Extracted text -
Flyover Country


FIONA PEARL MILLER


I spent last Summer’s July driving around to and through different towns in states deemed unimportant to the political party that, perhaps until recently, has considered itself as belonging to “the people.” In South Dakota, you can apprehend infinity just by looking over and across the vast expanse of grass field known as the great plains. They stretch out before you—and under a blue or changing sky with the wind against you or at your tail either way really just so long as there’s movement in the air you can breathe in deep and wonder about wading through that long grass. And I only really passed by on I-80, or stood around at a gas station. For most of it at least, until I got to the Badlands and that's a whole different ball game because nothing can grow there, not that I could imagine. The badlands are fallow field. But oh man did I feel the spirit of America in that National Park. And not just because they charged me $30 to take a drive-thru gander. 


Before the Badlands and right after Murdo—where a toothless man and his “not so bright” brother checked us into the rose-papered DAKOTA LODGE INN,—we drove through a “ghost town” called Okaton. Some 100 years ago it was a railroad town and when they shut down the railroad Okaton shut down too. In the ‘50s some entrepreneurial idiot bolstered by the post-war economic boom decided it would be a good roadside attraction, and did it up: painted “GHOST TOWN GENERAL STORE” and “SALOON” etc in large red letters. Eventually that crumbled into disrepair too, so by the time we came around to see what it was all about Okaton was made up of buildings sparse and sinking into the ground; time and gravity had taken their toll on that makeshift lumber which was never meant to last. 


But Okaton was beautiful. Planted on a county sideroad between wide swaths of green land with blackbirds moving all around, and as we drove in there was a brown cow, and a dog barking wild. On one of the buildings there was a cowboy mural, partially peeling teal and maize painted, faded but he was staring at us still stoic and calm. Beyond the old railroad tracks the ground dropped away and while we were looking over that vista of Real America a man came out of what must have once been a gas station to see what we were all about. 


He wore a red flannel shirt with a hole in the belly, and a long white beard. He told us he was born in Alabama and lived in California most of his life but came out to Okaton some 15 years or so ago because you don’t need money in Okaton. I told him we were heading to Mount Rushmore for the Fourth of July, that we had just learned there weren’t going to be any fireworks this year. I said something about Joe Biden’s America. He said something about how the veterans don’t like fireworks, and so that was alright with him. He was a real American and he liked his life. I wish that I had asked him his name, but he seemed like a private person and I didn’t want to be rude.

Source information -
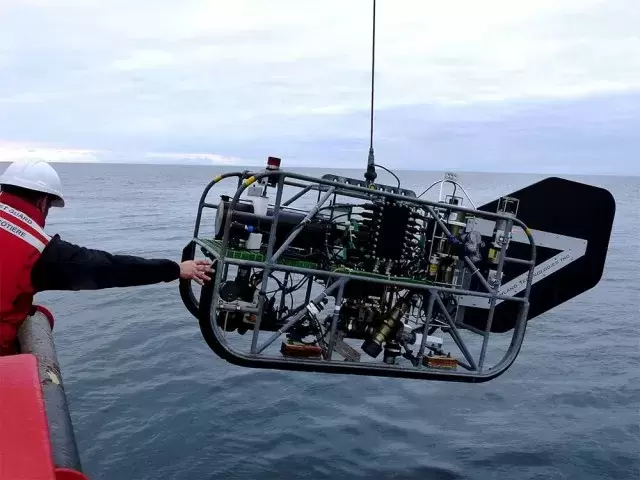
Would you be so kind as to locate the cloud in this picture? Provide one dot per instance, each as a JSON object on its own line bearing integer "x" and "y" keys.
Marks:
{"x": 246, "y": 79}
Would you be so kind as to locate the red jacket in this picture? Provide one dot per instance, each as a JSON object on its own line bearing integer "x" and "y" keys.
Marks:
{"x": 22, "y": 240}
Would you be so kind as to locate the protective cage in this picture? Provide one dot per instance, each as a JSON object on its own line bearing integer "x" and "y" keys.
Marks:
{"x": 382, "y": 272}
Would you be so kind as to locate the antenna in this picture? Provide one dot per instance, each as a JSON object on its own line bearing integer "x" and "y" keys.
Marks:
{"x": 370, "y": 175}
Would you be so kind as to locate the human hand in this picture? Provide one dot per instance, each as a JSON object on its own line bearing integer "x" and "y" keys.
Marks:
{"x": 195, "y": 270}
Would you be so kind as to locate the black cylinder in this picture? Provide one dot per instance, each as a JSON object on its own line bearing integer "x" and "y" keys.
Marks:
{"x": 313, "y": 235}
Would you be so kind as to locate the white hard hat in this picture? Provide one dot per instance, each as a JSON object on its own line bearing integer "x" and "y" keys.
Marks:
{"x": 35, "y": 175}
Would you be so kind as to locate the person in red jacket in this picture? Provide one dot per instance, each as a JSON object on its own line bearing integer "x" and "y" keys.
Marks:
{"x": 31, "y": 261}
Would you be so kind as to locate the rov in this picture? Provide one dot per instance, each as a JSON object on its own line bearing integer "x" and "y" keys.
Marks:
{"x": 371, "y": 279}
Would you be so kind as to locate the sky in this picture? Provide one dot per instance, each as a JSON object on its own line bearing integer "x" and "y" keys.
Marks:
{"x": 545, "y": 86}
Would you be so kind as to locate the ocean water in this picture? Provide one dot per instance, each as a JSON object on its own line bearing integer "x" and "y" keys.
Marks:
{"x": 149, "y": 400}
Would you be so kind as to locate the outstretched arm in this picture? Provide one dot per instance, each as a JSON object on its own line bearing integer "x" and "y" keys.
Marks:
{"x": 65, "y": 266}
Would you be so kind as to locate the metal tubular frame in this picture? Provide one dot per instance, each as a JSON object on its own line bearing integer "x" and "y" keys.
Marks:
{"x": 206, "y": 309}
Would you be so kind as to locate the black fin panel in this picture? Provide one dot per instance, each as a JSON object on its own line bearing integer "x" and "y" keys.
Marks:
{"x": 571, "y": 223}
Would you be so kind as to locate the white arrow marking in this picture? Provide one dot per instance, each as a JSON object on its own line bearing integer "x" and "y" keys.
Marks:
{"x": 571, "y": 249}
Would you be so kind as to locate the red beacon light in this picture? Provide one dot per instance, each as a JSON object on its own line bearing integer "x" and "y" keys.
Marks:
{"x": 273, "y": 163}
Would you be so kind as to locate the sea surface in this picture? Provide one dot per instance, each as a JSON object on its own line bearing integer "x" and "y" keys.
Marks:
{"x": 150, "y": 400}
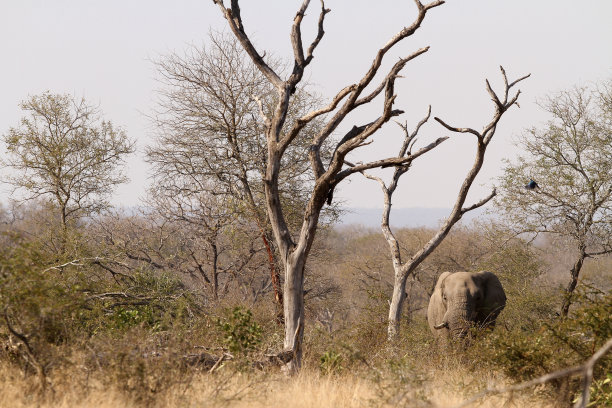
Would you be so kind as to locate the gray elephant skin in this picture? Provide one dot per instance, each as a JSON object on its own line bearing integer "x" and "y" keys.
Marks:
{"x": 462, "y": 300}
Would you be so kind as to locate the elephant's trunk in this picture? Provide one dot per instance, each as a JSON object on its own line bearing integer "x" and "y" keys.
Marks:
{"x": 444, "y": 322}
{"x": 460, "y": 317}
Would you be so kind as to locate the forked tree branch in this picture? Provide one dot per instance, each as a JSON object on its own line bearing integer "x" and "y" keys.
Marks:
{"x": 585, "y": 369}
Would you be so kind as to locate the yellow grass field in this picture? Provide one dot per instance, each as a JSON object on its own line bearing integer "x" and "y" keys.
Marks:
{"x": 228, "y": 388}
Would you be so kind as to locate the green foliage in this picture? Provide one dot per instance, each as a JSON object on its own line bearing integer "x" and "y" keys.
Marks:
{"x": 241, "y": 334}
{"x": 601, "y": 392}
{"x": 558, "y": 343}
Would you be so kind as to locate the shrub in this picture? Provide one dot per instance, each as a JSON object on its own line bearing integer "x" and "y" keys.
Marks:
{"x": 241, "y": 334}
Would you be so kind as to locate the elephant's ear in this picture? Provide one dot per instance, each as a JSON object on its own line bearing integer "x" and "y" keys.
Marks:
{"x": 440, "y": 283}
{"x": 494, "y": 297}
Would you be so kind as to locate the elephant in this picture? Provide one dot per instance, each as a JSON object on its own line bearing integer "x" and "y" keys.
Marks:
{"x": 461, "y": 300}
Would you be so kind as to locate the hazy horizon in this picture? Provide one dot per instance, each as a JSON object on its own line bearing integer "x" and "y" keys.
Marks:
{"x": 103, "y": 51}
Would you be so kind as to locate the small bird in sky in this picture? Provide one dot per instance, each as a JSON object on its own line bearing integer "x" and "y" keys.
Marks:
{"x": 532, "y": 185}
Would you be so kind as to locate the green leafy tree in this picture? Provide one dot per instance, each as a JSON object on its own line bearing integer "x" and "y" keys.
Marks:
{"x": 64, "y": 151}
{"x": 570, "y": 159}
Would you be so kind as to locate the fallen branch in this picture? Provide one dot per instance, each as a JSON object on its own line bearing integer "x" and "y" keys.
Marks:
{"x": 585, "y": 369}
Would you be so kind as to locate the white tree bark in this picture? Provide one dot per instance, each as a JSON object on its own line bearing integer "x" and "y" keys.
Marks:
{"x": 294, "y": 248}
{"x": 403, "y": 270}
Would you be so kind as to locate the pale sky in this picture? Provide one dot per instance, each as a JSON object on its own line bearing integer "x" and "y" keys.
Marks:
{"x": 102, "y": 50}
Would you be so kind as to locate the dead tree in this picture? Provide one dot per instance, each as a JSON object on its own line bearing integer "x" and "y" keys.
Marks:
{"x": 294, "y": 246}
{"x": 403, "y": 270}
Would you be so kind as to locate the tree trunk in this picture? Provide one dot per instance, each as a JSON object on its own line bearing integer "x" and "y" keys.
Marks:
{"x": 575, "y": 272}
{"x": 294, "y": 309}
{"x": 215, "y": 272}
{"x": 396, "y": 305}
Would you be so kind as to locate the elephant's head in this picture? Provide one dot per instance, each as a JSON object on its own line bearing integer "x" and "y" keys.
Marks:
{"x": 463, "y": 299}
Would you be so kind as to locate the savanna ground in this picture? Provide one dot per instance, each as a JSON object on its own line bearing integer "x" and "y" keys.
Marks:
{"x": 127, "y": 317}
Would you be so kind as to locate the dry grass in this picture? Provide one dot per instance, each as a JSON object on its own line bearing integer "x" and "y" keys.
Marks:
{"x": 228, "y": 388}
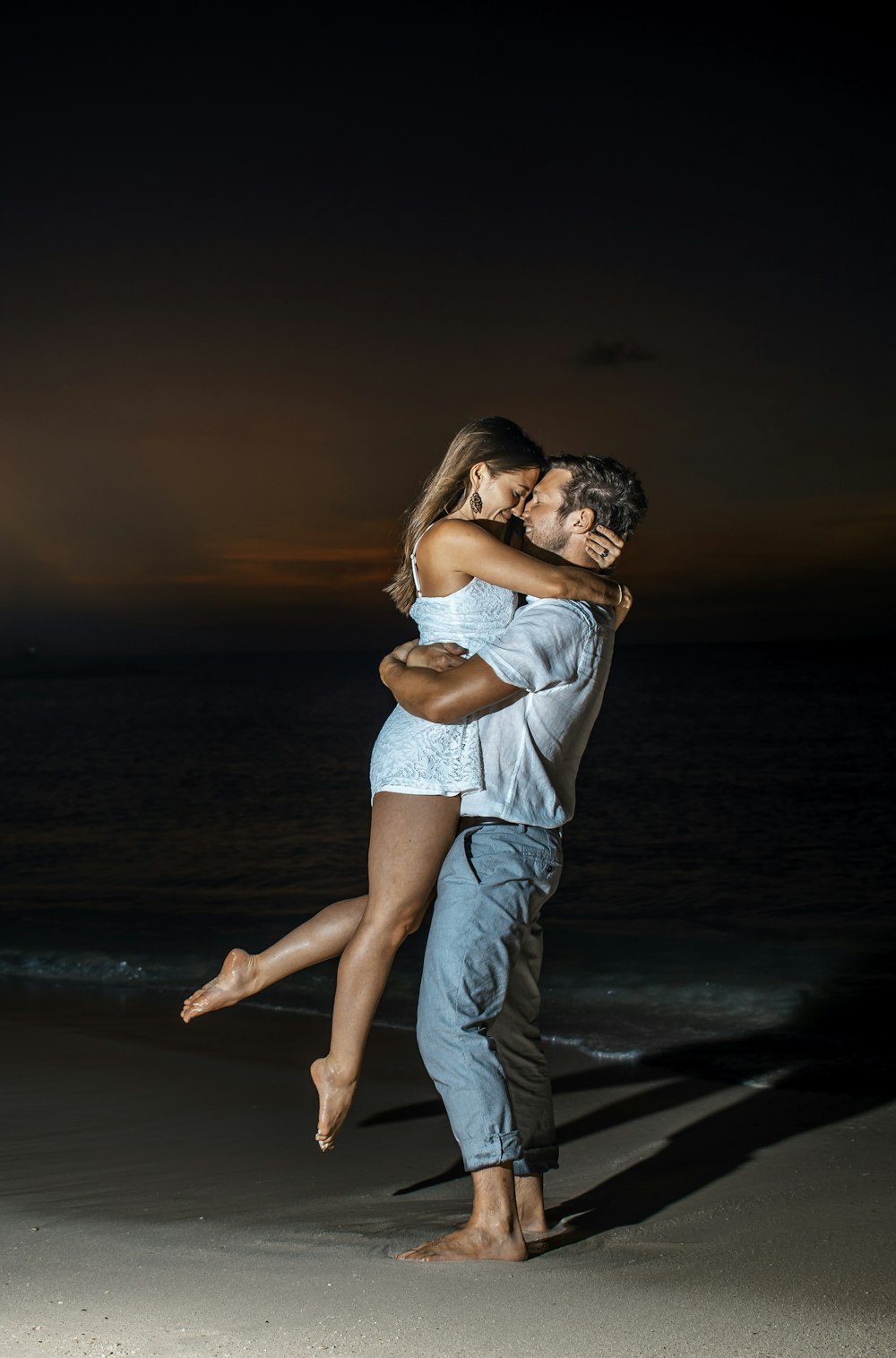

Assigned task -
Continue the essay about driving through South Dakota, starting after its final sentence.

Task answer -
There are plenty of Real Americans in the middle of this country. I’ve met a few of them. I used to think you knew them when you saw them. Sometimes you do, but sometimes people surprise you. At a bar in Cody, Wyoming I spent the better part of 45 minutes talking to Carter, who I was giving lots of attention on account of I thought he was a Real American. I was trying to have a dialectic with Carter, who’s about my age and does hard work on the oil fields. I told him I thought that was a real job, and that I understood his assessment that it didn’t seem fair that the immigrants and unemployed were taking all of his money away. I was being empathetic and a good listener. I was listening so well and understanding so well that I thought maybe he would let me say something about how the rich people were the problem. That backfired because it turned out his parents were multimillionaires in Texas. He himself would possess millions once he came into his trust fund. His parents got their money from guns. No kidding. 


So I asked Carter, “Carter, if your parents are so rich, why are you working on the oil fields? It seems like such hard work. You could do something else, you don’t even have to work.” But Carter wanted to work. Carter hated unemployed people and people who didn’t work for a living. And just when I was starting to like him again, he started being much too persistent in wanting to sleep with me and when I said no thanks he called me stupid for being a Jew and looked at me with hate. Then he wouldn’t listen to me at all.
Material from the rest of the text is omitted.